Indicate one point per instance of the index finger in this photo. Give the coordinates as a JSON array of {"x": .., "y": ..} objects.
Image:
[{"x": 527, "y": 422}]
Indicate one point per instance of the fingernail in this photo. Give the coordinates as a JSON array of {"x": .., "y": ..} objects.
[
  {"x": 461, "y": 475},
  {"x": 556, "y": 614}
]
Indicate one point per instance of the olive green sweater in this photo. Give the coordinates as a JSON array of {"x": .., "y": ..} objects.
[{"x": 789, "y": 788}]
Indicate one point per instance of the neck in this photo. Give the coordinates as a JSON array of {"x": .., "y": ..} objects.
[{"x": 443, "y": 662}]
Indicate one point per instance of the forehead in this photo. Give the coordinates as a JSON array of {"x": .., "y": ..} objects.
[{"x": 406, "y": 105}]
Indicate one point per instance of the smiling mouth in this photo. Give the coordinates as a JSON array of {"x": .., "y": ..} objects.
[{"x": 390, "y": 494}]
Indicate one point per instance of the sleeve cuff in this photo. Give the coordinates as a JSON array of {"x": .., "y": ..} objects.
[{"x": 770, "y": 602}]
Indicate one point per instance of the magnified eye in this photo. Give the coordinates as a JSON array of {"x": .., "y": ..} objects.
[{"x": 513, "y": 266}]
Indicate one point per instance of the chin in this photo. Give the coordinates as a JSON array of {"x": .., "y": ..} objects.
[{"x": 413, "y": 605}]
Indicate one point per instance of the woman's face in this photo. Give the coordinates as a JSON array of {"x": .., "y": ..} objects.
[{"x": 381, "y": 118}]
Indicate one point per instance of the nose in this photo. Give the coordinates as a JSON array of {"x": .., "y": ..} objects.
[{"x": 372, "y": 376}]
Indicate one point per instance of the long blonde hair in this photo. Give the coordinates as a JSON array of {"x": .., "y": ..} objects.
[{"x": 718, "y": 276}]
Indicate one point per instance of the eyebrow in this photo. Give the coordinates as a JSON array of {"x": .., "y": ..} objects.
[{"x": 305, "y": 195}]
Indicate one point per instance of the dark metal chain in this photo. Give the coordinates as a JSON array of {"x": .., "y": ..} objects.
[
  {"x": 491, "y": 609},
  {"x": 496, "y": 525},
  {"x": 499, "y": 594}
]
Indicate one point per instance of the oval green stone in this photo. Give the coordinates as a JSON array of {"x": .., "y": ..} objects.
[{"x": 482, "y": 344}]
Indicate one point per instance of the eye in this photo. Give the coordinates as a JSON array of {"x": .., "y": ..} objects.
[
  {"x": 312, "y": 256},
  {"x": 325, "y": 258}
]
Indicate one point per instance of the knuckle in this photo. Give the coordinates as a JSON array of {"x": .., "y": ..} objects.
****
Work required> Retype the material in full. Each word must match.

Problem solution>
Indicate one point per instance of the index finger in this photo. Give the coordinates as a JSON array of {"x": .., "y": ..} objects.
Image:
[{"x": 527, "y": 422}]
Indicate one point per instance of the fingernail in this photo. Give the coordinates as a JSON array of {"x": .., "y": ..} objects.
[
  {"x": 461, "y": 475},
  {"x": 556, "y": 614}
]
Indicate one point per instance of the olive green sweater in this photo. Give the coordinates as a JSON array of {"x": .., "y": ..} objects.
[{"x": 789, "y": 788}]
Indicate one point per instance of the neck in this photo. Give the coordinates as a JSON array of {"x": .., "y": ..} objects.
[{"x": 443, "y": 662}]
Indicate one point per instance of the forehead in this photo. Give the coordinates as a JSON array of {"x": .., "y": ..} objects.
[{"x": 406, "y": 105}]
Indicate one point per instance of the smiling mouth in this photo. Give the coordinates as a JSON array of {"x": .., "y": ..} objects.
[{"x": 390, "y": 494}]
Indicate one point per instance of the sleeve cuff in this photo. Give the coordinates as a JSON array of {"x": .., "y": ..} objects.
[{"x": 770, "y": 602}]
Indicate one point per instance of the magnified eye in this photo. Give the coordinates as a JSON array of {"x": .., "y": ..} objects.
[{"x": 513, "y": 266}]
Indicate one point per instance of the chin in this photo. Give the coordinates as a JSON array of {"x": .., "y": ..} objects.
[{"x": 413, "y": 605}]
Indicate one point per instance of the woman's face in this photo. Give the coordinates as a JSON array of {"x": .., "y": ..} objects.
[{"x": 381, "y": 118}]
Indicate one point per instance of the nose in this photo. Give the coordinates as a JSON array of {"x": .., "y": ..} objects.
[{"x": 372, "y": 376}]
Indicate one point per instance of the long blonde hair in this photo. Give the coordinates as a JSON array of {"x": .., "y": ..} objects.
[{"x": 718, "y": 276}]
Indicate one point per instance of the eyebrow in this photo. Give the coordinates as a JSON array of {"x": .., "y": ..} objects.
[{"x": 305, "y": 195}]
Indicate one point per instance of the dark metal chain in this photo. Give the coordinates as a JSON array of {"x": .., "y": ..} objects.
[
  {"x": 491, "y": 609},
  {"x": 496, "y": 525},
  {"x": 499, "y": 594}
]
Indicate one point per instance of the oval green stone in this photo. Give the coordinates as a JSON array of {"x": .., "y": ..} objects.
[{"x": 482, "y": 344}]
Indicate one point per instance of the eye in this photo. Give the coordinates as a JSON array of {"x": .., "y": ..} objects.
[
  {"x": 312, "y": 256},
  {"x": 325, "y": 258}
]
Indicate one point per instance of the knuckle in this photo. Give the coordinates as a JSON array of {"x": .., "y": ..} objects.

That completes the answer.